#### Provided records
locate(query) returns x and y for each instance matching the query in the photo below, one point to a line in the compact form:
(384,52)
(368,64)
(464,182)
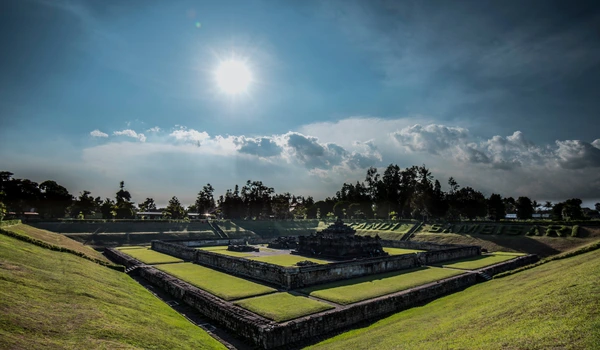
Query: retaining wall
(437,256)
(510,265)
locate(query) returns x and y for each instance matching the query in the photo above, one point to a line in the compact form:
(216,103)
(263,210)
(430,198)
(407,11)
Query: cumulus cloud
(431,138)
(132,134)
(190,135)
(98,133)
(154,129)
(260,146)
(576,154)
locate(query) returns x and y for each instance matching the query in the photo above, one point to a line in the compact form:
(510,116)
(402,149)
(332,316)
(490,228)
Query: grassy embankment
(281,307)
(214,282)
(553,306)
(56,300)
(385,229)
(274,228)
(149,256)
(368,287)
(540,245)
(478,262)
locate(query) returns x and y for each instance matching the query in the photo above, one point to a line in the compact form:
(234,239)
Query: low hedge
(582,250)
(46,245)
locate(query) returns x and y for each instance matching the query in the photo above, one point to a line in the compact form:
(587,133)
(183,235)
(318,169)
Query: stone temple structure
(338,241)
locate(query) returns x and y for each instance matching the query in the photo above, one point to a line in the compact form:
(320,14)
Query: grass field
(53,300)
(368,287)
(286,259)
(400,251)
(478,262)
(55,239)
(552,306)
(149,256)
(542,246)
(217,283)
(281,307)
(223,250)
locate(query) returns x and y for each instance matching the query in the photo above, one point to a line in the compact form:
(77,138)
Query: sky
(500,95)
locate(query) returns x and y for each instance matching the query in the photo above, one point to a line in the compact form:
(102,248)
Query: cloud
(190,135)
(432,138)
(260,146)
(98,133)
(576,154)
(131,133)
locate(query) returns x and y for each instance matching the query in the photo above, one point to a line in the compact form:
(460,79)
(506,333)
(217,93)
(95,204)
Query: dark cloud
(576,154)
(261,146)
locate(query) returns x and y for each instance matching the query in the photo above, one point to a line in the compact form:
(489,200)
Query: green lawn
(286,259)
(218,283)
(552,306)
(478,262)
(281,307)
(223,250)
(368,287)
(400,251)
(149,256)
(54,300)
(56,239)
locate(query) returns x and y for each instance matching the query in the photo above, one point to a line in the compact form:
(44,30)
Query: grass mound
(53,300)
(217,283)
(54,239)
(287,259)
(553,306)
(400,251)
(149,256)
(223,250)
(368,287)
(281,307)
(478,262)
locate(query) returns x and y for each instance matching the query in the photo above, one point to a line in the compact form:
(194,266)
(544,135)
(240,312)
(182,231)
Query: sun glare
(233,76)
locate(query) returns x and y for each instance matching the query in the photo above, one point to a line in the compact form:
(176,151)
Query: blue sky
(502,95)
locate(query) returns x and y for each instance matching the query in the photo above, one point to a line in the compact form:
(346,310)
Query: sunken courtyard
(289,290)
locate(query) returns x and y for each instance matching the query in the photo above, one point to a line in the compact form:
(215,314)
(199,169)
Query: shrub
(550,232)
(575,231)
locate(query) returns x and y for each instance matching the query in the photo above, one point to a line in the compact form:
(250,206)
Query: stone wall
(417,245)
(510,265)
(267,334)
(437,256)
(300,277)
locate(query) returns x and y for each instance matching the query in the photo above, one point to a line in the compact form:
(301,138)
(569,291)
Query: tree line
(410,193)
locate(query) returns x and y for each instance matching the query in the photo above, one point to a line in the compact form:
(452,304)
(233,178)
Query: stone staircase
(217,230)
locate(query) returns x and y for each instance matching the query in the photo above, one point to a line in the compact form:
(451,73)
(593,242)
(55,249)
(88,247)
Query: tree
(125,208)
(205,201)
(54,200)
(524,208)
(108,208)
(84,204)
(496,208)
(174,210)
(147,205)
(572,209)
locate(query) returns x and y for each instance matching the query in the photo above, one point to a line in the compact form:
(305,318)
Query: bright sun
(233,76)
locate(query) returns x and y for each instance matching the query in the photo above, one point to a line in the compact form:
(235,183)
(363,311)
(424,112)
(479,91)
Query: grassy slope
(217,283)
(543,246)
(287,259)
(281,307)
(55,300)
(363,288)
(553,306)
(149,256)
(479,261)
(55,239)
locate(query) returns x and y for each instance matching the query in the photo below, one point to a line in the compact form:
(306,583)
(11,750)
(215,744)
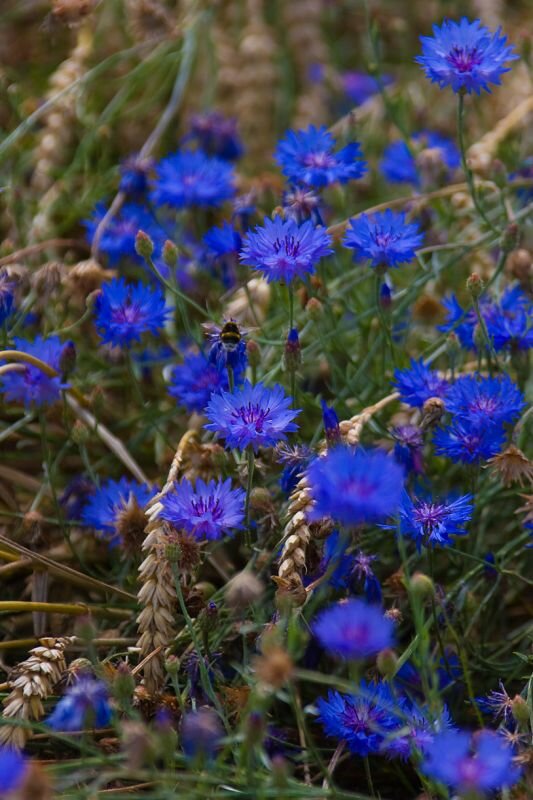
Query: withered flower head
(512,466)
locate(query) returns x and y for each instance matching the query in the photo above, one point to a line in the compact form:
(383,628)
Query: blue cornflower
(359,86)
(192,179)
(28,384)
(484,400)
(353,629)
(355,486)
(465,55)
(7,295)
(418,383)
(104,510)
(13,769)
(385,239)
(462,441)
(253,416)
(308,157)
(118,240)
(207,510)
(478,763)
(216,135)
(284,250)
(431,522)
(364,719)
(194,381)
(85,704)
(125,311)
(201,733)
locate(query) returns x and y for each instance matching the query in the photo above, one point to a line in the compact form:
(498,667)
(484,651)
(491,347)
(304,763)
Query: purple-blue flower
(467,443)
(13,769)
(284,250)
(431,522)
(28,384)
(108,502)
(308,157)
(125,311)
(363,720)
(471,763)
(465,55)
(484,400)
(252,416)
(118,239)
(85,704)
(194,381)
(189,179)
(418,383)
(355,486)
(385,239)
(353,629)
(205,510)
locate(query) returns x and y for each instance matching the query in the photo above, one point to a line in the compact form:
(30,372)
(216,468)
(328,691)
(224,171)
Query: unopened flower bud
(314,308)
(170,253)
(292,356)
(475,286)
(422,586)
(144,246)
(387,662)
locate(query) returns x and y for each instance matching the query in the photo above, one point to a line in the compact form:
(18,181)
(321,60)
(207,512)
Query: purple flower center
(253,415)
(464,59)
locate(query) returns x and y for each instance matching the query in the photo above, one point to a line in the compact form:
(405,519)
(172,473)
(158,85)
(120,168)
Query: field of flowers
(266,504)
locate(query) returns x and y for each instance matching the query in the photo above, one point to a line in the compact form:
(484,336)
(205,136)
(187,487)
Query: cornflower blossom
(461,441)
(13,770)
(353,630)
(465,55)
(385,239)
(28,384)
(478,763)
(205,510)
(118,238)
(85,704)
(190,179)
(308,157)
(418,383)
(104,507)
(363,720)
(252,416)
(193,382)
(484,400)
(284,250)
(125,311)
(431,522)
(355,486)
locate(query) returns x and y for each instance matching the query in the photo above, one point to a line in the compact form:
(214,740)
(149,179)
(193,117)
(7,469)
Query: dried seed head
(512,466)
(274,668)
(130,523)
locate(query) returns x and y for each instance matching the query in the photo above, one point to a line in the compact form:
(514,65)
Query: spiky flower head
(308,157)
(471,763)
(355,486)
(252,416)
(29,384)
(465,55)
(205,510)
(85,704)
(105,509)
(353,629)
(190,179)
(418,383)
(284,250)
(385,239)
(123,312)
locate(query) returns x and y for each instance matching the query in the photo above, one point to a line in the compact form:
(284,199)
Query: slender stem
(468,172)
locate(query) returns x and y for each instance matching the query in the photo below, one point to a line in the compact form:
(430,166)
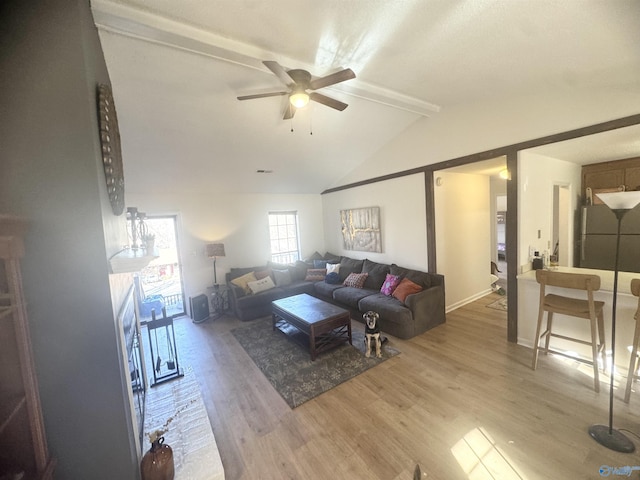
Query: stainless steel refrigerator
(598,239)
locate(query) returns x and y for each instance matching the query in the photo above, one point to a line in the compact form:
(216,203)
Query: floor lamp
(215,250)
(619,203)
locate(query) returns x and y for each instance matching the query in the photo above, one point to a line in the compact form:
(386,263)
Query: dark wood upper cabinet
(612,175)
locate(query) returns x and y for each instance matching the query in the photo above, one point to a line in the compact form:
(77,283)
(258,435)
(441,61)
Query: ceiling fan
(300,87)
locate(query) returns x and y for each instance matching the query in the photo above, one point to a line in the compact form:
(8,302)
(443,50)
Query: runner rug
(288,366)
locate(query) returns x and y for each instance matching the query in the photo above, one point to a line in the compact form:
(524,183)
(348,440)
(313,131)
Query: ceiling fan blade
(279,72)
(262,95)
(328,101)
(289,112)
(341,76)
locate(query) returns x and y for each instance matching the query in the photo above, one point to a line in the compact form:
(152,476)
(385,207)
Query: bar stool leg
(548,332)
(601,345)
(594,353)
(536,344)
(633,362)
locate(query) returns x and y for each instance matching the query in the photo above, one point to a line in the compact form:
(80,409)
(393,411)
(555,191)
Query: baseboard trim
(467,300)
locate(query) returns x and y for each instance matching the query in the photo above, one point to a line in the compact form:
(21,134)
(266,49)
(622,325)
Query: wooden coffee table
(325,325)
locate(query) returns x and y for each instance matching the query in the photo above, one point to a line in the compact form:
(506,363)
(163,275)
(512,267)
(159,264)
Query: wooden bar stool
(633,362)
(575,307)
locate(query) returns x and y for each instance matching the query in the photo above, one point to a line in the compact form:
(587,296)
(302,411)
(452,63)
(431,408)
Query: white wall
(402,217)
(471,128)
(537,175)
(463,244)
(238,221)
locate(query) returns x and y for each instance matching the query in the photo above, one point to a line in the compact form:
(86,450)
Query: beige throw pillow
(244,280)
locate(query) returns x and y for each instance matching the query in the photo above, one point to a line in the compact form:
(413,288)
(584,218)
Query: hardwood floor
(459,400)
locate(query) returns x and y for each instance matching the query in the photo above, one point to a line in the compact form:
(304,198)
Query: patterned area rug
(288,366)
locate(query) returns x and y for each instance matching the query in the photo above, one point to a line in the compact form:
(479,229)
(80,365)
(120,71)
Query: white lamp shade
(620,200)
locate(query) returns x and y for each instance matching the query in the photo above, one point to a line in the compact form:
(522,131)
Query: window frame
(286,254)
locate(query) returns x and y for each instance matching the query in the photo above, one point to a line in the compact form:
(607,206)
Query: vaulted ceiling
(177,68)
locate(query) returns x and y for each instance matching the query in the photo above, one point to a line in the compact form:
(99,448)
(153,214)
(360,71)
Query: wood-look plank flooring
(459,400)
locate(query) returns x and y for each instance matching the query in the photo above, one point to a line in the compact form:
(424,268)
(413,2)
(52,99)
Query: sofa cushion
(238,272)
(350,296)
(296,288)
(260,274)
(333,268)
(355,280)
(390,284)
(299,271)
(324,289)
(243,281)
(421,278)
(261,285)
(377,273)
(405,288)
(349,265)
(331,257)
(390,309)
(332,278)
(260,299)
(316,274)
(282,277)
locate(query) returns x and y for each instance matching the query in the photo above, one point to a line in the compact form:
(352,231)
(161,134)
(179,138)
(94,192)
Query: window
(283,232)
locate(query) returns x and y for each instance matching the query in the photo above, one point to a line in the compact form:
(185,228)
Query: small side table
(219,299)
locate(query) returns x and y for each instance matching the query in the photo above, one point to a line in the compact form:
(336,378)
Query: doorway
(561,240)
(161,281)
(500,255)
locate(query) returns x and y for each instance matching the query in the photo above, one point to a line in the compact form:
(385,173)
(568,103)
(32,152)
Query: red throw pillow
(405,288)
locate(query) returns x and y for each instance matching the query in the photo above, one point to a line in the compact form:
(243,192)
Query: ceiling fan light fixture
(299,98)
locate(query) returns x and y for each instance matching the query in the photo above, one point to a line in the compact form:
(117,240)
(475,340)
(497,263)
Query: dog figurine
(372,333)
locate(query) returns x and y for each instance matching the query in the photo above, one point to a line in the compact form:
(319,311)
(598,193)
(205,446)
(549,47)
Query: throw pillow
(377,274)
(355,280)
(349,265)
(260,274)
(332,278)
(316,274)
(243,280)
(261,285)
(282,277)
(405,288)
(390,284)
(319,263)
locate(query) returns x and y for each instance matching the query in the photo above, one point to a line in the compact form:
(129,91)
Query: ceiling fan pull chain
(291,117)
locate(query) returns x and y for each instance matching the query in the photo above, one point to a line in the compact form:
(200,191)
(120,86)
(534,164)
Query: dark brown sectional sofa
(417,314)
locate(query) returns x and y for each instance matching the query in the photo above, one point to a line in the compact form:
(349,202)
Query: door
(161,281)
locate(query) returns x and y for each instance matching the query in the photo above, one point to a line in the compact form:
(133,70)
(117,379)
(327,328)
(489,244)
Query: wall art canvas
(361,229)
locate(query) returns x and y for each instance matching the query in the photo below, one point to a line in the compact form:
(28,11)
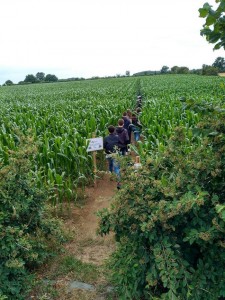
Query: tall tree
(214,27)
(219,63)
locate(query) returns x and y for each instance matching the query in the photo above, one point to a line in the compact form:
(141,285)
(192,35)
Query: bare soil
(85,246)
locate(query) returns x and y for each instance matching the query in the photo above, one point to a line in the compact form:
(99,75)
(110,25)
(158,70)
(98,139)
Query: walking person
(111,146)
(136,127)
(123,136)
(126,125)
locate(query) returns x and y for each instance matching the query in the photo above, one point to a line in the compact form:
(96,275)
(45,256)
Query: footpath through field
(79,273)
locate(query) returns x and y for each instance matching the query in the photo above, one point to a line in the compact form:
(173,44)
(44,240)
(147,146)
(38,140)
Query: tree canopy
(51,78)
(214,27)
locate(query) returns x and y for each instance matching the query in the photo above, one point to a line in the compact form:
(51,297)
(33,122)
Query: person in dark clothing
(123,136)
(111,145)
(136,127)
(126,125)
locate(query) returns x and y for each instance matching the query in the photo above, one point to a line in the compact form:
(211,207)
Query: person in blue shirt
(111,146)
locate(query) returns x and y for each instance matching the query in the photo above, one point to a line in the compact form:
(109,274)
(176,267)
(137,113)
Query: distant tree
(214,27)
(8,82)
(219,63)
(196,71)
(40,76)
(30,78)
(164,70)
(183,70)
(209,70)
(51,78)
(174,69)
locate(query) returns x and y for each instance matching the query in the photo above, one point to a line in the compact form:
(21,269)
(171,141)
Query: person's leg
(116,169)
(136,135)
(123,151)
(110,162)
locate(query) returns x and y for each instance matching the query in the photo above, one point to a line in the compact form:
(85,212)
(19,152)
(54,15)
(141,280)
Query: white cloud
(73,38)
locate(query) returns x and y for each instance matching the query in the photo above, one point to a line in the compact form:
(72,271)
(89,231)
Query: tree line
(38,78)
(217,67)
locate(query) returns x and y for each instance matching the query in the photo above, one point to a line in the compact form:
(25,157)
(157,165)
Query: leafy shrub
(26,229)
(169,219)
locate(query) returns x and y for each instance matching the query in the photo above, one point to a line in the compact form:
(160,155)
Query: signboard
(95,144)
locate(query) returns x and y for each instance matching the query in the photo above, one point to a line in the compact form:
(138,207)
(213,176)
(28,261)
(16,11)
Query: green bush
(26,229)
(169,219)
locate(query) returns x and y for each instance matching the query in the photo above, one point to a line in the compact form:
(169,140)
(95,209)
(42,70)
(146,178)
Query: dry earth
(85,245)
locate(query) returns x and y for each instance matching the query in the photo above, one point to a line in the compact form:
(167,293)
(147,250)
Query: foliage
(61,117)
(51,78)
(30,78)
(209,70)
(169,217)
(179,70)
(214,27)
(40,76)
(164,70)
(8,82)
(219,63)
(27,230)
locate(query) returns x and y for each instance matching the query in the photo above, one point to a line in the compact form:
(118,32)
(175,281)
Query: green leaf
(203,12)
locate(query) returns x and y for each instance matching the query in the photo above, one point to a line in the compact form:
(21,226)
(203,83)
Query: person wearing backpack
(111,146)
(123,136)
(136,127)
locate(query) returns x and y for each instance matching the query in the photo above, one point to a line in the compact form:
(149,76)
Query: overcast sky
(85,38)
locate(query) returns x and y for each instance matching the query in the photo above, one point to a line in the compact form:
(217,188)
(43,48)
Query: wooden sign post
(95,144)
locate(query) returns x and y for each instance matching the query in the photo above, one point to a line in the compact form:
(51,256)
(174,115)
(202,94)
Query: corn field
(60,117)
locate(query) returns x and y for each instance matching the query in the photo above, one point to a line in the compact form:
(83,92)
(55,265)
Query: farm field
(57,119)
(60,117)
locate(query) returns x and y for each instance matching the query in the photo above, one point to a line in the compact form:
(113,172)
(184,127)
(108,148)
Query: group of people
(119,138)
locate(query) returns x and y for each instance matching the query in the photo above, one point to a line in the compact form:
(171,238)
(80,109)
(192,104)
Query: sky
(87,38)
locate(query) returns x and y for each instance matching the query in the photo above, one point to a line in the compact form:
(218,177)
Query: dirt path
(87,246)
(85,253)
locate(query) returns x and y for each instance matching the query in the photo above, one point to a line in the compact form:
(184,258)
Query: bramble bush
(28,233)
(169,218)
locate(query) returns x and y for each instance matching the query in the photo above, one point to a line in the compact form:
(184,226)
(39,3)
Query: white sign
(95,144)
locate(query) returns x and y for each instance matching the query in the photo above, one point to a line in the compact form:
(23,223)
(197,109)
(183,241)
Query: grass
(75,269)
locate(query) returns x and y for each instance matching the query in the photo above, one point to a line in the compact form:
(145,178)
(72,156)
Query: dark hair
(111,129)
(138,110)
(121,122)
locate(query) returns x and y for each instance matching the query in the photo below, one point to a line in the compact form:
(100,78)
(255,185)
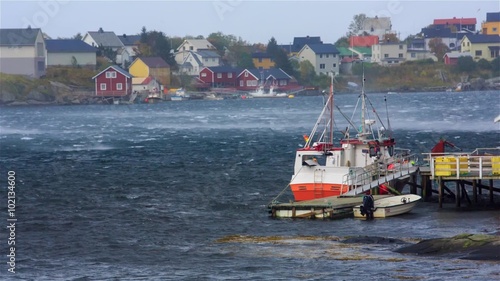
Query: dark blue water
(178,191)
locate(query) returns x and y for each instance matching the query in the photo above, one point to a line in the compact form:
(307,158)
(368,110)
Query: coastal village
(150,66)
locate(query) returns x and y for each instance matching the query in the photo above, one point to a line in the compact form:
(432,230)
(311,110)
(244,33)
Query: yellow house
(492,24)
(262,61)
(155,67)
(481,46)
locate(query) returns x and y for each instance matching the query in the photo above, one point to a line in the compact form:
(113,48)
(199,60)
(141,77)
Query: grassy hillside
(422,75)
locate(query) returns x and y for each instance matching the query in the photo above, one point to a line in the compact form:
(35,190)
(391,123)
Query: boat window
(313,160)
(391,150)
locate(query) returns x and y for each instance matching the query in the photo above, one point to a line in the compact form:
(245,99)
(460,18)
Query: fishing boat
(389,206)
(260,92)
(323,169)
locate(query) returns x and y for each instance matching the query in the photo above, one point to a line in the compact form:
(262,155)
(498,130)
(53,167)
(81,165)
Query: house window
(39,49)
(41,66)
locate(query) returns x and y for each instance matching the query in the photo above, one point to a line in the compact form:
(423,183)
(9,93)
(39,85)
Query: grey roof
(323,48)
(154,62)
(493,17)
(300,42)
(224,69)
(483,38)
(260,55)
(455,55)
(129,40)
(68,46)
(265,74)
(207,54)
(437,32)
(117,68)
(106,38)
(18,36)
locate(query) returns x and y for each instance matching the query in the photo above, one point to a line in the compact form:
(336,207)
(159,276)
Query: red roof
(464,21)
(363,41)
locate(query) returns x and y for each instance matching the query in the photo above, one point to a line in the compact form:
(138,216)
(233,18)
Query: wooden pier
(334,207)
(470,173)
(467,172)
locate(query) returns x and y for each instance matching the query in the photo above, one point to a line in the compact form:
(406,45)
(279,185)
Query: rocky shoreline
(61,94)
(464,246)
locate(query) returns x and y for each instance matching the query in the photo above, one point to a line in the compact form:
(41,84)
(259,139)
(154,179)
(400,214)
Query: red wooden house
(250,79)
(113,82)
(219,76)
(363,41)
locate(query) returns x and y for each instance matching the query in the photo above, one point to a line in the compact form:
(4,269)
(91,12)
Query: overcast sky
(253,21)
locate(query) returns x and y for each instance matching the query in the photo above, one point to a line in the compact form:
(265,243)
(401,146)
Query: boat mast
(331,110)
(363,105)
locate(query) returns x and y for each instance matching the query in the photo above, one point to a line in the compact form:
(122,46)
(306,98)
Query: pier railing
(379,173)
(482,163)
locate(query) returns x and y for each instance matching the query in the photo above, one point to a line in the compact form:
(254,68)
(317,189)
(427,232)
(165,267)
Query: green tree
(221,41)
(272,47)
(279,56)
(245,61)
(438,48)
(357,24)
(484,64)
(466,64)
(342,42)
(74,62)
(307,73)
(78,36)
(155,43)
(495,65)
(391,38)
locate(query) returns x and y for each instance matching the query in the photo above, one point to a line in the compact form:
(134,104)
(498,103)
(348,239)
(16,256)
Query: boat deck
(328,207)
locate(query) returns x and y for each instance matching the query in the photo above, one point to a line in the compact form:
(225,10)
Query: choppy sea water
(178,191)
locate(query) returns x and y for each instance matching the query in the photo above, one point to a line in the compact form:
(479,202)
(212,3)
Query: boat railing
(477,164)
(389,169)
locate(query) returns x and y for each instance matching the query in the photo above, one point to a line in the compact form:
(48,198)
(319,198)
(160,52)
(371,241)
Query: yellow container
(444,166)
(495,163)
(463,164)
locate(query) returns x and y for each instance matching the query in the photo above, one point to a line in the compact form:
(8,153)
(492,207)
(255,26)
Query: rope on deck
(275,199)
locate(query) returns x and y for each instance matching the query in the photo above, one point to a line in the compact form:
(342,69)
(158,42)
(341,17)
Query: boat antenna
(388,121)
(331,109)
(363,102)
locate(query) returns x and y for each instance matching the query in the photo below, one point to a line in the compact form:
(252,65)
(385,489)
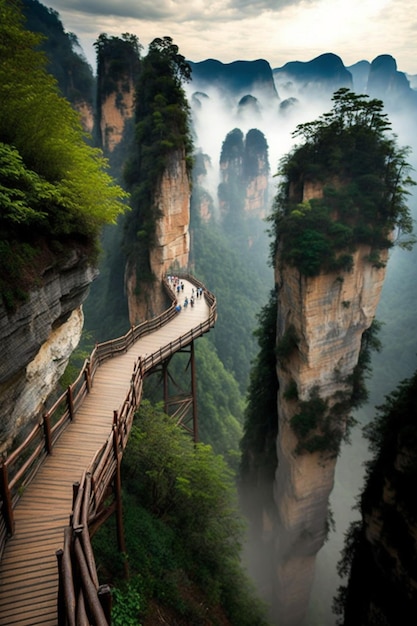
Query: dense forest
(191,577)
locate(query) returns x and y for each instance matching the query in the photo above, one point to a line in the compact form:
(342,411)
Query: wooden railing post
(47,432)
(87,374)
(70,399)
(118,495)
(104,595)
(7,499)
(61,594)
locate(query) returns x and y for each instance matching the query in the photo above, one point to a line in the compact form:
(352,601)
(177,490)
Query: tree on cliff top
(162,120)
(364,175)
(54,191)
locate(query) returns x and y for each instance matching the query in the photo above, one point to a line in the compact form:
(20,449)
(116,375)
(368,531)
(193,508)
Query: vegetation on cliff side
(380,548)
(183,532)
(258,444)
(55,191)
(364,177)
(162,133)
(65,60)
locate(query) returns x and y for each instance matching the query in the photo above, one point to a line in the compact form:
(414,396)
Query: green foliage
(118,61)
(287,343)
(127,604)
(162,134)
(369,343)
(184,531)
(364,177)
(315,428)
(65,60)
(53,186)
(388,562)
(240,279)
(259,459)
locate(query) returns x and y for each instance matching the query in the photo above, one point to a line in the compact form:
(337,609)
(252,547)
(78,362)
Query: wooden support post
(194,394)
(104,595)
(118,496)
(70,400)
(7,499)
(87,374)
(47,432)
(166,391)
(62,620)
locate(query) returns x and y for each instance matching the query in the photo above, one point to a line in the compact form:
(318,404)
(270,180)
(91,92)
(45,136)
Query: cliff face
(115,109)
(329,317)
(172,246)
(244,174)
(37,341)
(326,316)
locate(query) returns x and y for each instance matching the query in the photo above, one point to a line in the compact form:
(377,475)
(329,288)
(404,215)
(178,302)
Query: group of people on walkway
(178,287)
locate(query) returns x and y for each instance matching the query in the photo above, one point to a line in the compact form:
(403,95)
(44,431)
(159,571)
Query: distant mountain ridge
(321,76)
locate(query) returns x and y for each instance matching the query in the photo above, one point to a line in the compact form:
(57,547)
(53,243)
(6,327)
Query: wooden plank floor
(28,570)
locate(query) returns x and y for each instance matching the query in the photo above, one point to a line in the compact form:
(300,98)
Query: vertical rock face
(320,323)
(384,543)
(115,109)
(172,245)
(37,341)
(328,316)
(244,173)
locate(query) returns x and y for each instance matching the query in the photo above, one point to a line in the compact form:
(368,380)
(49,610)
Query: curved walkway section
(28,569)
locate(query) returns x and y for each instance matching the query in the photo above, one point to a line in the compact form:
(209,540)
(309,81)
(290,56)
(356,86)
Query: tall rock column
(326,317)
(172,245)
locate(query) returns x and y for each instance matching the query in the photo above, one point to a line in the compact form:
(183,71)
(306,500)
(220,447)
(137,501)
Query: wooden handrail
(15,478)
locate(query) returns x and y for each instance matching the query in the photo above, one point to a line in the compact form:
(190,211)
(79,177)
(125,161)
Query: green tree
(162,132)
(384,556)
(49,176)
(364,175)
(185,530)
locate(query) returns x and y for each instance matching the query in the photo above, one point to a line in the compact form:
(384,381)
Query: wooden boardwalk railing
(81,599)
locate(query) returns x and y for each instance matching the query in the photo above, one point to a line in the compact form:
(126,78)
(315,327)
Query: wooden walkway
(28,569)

#### Exercise task
From the records, pull out every line that contains the word "purple" and copy each one.

#### Answer in full
Query: purple-blue flower
Query: purple flower center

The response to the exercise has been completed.